Exercise directions
Copy out the part of the data below that begins with the line containing "Given the photograph above, identify each occurrence of woven" and ends with the line containing "[30,103,529,425]", including both of those lines.

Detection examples
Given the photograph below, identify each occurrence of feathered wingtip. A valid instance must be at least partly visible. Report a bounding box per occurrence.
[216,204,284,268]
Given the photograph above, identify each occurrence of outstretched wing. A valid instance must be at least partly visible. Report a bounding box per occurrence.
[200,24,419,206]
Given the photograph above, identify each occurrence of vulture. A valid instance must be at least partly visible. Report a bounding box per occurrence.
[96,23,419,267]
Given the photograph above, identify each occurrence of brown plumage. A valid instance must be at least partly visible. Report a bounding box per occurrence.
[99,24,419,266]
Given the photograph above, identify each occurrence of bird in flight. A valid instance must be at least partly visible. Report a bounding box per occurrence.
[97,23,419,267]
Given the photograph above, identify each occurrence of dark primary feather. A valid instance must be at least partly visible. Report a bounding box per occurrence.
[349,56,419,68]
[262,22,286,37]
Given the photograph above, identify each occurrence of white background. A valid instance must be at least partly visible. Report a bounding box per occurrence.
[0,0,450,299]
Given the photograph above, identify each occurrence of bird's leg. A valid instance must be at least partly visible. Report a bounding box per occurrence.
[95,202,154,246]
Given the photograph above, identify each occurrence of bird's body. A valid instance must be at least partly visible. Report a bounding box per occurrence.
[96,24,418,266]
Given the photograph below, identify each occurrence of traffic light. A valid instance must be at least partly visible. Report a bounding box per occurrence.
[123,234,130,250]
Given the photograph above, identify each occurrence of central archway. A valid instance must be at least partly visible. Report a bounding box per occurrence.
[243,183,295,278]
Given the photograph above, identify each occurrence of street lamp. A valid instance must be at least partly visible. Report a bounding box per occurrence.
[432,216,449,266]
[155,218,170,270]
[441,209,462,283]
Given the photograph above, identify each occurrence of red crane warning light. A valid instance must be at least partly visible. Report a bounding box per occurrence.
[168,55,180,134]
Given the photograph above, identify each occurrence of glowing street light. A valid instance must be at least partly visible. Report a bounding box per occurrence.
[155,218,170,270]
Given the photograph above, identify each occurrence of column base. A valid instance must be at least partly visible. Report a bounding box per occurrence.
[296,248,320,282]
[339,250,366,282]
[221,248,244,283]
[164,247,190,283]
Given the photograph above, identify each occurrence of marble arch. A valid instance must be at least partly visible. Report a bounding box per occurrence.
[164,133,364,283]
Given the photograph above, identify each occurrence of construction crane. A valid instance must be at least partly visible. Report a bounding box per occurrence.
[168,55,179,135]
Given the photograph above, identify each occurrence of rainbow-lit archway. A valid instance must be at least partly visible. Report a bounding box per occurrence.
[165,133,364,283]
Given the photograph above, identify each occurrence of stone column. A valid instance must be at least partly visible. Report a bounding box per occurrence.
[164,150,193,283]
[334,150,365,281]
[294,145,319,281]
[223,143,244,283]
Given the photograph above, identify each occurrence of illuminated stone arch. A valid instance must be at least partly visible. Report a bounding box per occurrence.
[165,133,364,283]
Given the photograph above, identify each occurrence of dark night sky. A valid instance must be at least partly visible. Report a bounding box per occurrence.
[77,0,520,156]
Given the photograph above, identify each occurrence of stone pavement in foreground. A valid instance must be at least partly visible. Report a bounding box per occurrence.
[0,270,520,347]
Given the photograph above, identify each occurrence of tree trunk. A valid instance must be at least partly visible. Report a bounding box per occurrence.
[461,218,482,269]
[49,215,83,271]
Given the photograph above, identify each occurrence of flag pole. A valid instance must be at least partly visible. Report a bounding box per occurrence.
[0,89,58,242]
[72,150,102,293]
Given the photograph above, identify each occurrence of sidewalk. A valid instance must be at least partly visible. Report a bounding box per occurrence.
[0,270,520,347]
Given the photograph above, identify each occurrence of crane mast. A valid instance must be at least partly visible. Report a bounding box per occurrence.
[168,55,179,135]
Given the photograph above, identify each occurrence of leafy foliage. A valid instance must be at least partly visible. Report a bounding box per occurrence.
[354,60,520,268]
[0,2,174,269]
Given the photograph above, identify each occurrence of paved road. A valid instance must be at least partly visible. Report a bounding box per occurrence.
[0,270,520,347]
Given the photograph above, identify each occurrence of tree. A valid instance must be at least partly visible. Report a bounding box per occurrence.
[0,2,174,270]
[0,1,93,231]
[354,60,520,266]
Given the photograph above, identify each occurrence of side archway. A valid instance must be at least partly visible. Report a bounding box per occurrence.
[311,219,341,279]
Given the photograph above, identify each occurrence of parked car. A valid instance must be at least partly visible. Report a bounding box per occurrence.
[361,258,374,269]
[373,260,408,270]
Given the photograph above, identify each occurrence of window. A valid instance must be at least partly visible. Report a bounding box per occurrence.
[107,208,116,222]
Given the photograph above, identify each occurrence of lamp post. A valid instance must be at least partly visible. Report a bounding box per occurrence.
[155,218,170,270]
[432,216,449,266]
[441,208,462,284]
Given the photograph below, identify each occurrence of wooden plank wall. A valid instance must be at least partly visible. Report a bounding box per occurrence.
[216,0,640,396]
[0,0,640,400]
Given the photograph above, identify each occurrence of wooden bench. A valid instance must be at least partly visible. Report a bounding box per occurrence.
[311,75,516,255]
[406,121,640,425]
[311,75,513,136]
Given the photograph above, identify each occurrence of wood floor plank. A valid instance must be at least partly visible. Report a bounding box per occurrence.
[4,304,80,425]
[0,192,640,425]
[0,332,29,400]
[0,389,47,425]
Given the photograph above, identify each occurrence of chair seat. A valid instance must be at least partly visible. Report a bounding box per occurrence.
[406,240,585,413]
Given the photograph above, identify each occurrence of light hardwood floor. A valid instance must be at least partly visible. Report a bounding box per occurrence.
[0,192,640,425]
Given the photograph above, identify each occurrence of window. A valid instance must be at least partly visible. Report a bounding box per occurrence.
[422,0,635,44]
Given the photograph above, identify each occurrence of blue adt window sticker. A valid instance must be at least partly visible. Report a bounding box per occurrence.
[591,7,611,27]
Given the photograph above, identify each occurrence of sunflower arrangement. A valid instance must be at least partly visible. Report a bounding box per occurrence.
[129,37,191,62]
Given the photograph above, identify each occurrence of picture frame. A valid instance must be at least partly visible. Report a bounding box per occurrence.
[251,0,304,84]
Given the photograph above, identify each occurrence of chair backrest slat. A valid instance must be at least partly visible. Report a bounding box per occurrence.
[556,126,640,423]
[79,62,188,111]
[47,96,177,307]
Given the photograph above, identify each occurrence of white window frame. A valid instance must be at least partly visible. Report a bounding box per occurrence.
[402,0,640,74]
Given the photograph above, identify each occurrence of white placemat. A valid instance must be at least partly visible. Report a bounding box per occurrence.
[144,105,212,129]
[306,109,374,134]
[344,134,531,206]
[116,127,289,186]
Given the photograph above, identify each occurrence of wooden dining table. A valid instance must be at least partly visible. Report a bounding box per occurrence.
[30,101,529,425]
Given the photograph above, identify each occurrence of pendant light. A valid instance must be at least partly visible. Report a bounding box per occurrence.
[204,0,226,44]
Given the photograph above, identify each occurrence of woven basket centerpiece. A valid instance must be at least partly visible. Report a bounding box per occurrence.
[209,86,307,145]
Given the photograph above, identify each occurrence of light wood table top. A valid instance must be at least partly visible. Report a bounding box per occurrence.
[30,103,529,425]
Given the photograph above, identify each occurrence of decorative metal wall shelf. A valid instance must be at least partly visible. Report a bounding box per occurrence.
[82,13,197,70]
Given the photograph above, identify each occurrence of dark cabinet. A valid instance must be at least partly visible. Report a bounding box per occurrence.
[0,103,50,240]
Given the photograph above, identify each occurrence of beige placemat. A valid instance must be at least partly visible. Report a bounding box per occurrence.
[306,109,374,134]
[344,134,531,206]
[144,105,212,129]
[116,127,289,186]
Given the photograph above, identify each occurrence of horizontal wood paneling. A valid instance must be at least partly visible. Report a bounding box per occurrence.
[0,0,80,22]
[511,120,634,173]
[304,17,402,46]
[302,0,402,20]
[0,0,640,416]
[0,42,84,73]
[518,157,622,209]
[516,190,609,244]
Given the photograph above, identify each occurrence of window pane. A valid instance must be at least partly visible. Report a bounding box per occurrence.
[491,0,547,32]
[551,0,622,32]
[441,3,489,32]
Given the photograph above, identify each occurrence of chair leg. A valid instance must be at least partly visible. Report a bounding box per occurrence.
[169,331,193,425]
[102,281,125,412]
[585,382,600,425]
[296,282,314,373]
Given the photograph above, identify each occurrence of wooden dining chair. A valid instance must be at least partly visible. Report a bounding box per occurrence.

Exercise response
Given the photograph above, identify each occurrence of woven basket centerpiece. A valid instance must be at least partly visible. Report a bounding box per occurrence.
[209,86,307,145]
Given the photograph above, identify each occurrence of light wood table top. A valid instance must be at least partly visible. Report a bounding box per occurrence.
[30,103,529,425]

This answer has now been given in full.